Start

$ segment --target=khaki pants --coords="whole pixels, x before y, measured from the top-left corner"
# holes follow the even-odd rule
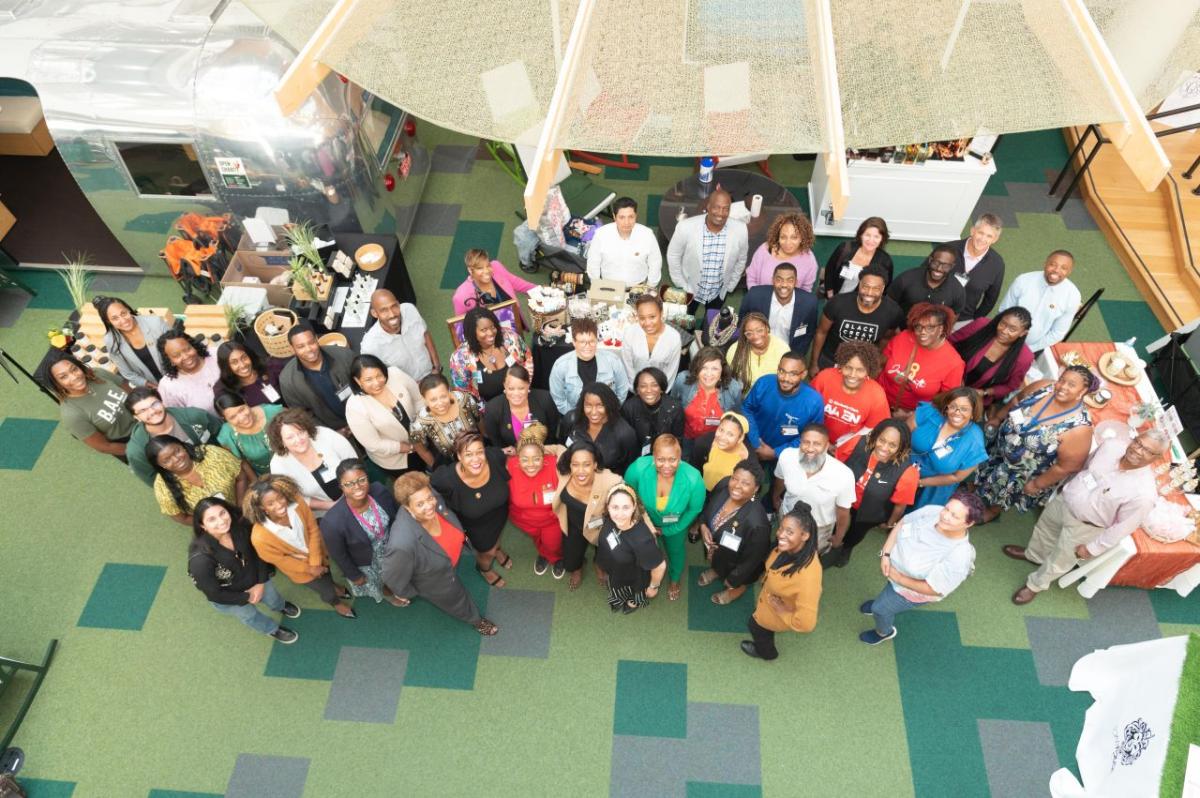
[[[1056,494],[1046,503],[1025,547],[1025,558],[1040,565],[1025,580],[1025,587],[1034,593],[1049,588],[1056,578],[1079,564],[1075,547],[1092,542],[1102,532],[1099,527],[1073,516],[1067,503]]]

End
Start

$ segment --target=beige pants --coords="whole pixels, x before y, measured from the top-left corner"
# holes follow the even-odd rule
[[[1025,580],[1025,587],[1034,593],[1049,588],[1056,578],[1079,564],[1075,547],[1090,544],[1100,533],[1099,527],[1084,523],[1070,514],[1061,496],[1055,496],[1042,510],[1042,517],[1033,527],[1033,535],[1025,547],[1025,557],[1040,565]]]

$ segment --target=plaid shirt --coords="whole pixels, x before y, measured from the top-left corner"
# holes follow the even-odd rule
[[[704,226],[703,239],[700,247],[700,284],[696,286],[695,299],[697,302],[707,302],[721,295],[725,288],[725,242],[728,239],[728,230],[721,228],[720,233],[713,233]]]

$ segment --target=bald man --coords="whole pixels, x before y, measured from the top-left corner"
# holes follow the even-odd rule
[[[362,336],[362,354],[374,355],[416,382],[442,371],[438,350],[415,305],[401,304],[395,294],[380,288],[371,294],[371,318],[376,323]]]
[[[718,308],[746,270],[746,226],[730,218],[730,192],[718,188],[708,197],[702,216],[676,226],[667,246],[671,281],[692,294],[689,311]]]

End
Start

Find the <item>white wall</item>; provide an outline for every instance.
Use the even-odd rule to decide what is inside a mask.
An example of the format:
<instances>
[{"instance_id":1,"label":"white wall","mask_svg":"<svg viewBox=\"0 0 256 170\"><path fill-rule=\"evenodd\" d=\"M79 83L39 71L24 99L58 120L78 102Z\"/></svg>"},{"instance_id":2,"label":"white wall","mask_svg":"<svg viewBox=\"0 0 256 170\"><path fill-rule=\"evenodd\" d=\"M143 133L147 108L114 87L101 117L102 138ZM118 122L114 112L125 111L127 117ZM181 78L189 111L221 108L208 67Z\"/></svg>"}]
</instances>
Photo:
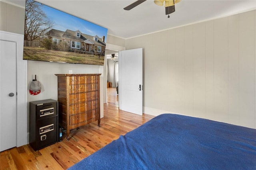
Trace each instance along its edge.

End

How many lines in the data above contain the string "pixels"? Reply with the number alone.

4